_EXCERPTED PASSAGE_.
Saturday, January 7, 2012

Madmen

I race through my grandmother's house, my heart beating furiously in my chest.  Tables are upended, lamps and glassware smashed against the ground.  As I round a corner into the living room, papers flutter silently to a stop and our bookcases kiss the ground, their contents strewn across the trampled rug.  The front door is wide open.  As I run out into the night, I hear their laughs echoing through the darkness back at me.  Their bootheels clicking on the pavement as they run their mad victory run. 

I turn back to the house, closing the door against the cold wind and picking my way carefully around the pieces of broken glass littering the floor.  Other family members are slowly coming down the stairs rubbing sleep from their eyes as they take in the wanton destruction.

I begin to take a headcount as I reassure them. 

"What happened?"
"Who did this?" 

They ask, shivering in the warm house.

I walk into the kitchen, throwing the phone to my brother, urging him to call 911 now.  As the back door lock clicks under my fingers, I look through the window at the wing of the house which shoots out at a right angle from the rest of the building.  I can see the window of the room in which my sister and her two young children sleep.  My mind takes two seconds longer than my eyes to register the dull orange glow bouncing off the pane. 

I run.  Leaping around corners and down the hallway, I burst into the room, throwing the door wide.  The three of them sleep in one big bed.  Finger-like tendrils of smoke curl around from behind the bed as if to pull them all someplace dark and deep, somewhere I cannot get them. 

"Hilary."  I whisper, shaking her shoulder three times.  "Hilary, wake up."

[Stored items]
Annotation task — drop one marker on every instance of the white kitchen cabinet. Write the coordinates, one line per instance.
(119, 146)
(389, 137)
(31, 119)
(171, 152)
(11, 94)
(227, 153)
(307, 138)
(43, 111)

_TASK 1_. In the Madmen post, what reason is given for the narrator closing the front door after turning back to the house? Answer in one to three sentences.
_TASK 2_. Please retype everything in the Madmen post from "I run.  Leaping" down to "cannot get them.".
The stored items are material separate from the Madmen post.

_COMPLETE RESPONSE 1_. The narrator closes the door against the cold wind.

_COMPLETE RESPONSE 2_.
I run.  Leaping around corners and down the hallway, I burst into the room, throwing the door wide.  The three of them sleep in one big bed.  Finger-like tendrils of smoke curl around from behind the bed as if to pull them all someplace dark and deep, somewhere I cannot get them.